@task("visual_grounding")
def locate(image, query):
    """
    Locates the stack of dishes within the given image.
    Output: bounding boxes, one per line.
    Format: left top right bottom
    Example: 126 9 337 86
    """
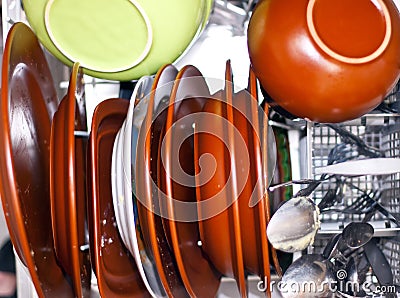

---*---

Reproduce the material above verbatim, every line, and omit the picture from your answer.

Result of this exercise ->
@task("visual_grounding")
def locate(image, query):
    """
    Locates the stack of dishes within the given image.
    Output: bounding boxes, one per line.
    Format: left top right bottom
    Example: 126 9 337 86
    """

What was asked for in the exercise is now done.